● Text excerpt:
■ ■ ■

A second, and perhaps simpler, alternative would be to include a provision in the trust which distributes the balance of the trust’s assets upon the expiration of the trust’s term evenly to the grantor’s children or to the estate of any predeceased child. While such a provision would avoid the complexities of an equalizing allocation, a distribution to a child’s estate could disrupt the grantor’s overall estate plan. For example, the child’s will could leave all of the child’s assets to the child’s surviving spouse, which may be contrary to the parents’ wishes.

The Separate Share Rules

One of the most significant traps for the unwary in the GST tax regulations is the separate share rule.29 In general, separate shares of a single trust will be treated as separate trusts for GST tax purposes only if the separate share exists from and at all times after the creation of the trust.30 The significance of this rule is that GST tax exemption cannot be allocated to a separate share of a trust unless such share existed from the inception of the trust. If a separate share of a trust has GST tax potential and such share was not established at the inception of the trust, it would be necessary to allocate exemption to the entire trust to exempt such share from GST tax. Such an allocation would unnecessarily use a portion of the exemption if any other share of the trust did not have GST tax potential.

The separate share trap is best understood by example. Assume that a grandfather establishes an irrevocable gifting or insurance trust for the benefit of his three children and seven grandchildren. It is contemplated that the grandfather will gift $100,000 to the trust and that such gift will qualify for the $10,000 annual gift tax exclusion31 under Crummey v. Com r. , 397 F.2d 82 (9th Cir. 1968). During the grandfather’s life, the trustee of the trust has the discretion to distribute income and/or principal to the children or grandchildren, in equal or unequal proportions, for health, education, maintenance or support needs. Upon the grandfather’s demise, the trust will be divided into four equal shares, one for each of the children (or the then living descendants of a predeceased child, per stirpes) and one for the grandchildren who survive the grandfather; the share for the grandchildren will be divided in equal shares for the surviving grandchildren at that time. In this scenario, the distribution to the grandchildren upon the grandfather’s demise will be subject to GST tax unless GST tax exemption is allocated to the trust. The problem is that exemption cannot be allocated to the share for the grandchildren only because the share for the grandchildren did not exist from the inception of the trust. If exemption is allocated, it must be allocated to the entire trust. Thus, GST exemption would be wasted with respect to the portion of the trust that would be ultimately distributed to the children.

■ ■ ■

● Data excerpt:

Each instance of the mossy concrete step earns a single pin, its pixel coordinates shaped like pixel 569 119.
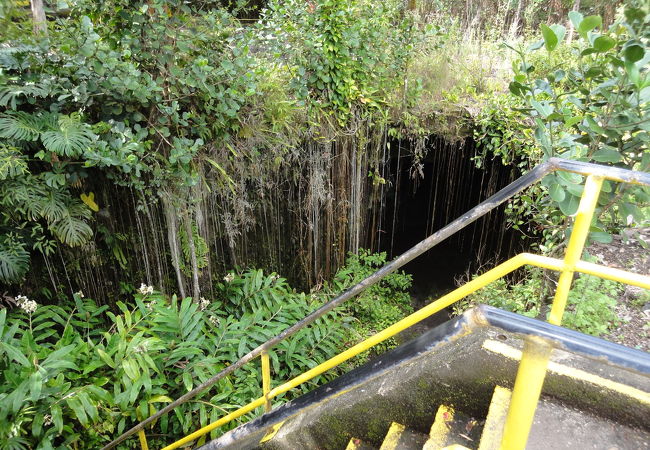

■ ■ ■

● Job 1: Repeat the part of the trust-tax excerpt starting at "The Separate Share Rules" and ending at "GST tax potential.".
● Job 2: In the trust-tax excerpt, what needs can the trustee distribute income or principal for during the grandfather's life? List every one.

● Written reply 1:
The Separate Share Rules

One of the most significant traps for the unwary in the GST tax regulations is the separate share rule.29 In general, separate shares of a single trust will be treated as separate trusts for GST tax purposes only if the separate share exists from and at all times after the creation of the trust.30 The significance of this rule is that GST tax exemption cannot be allocated to a separate share of a trust unless such share existed from the inception of the trust. If a separate share of a trust has GST tax potential and such share was not established at the inception of the trust, it would be necessary to allocate exemption to the entire trust to exempt such share from GST tax. Such an allocation would unnecessarily use a portion of the exemption if any other share of the trust did not have GST tax potential.

● Written reply 2:
- Health
- Education
- Maintenance
- Support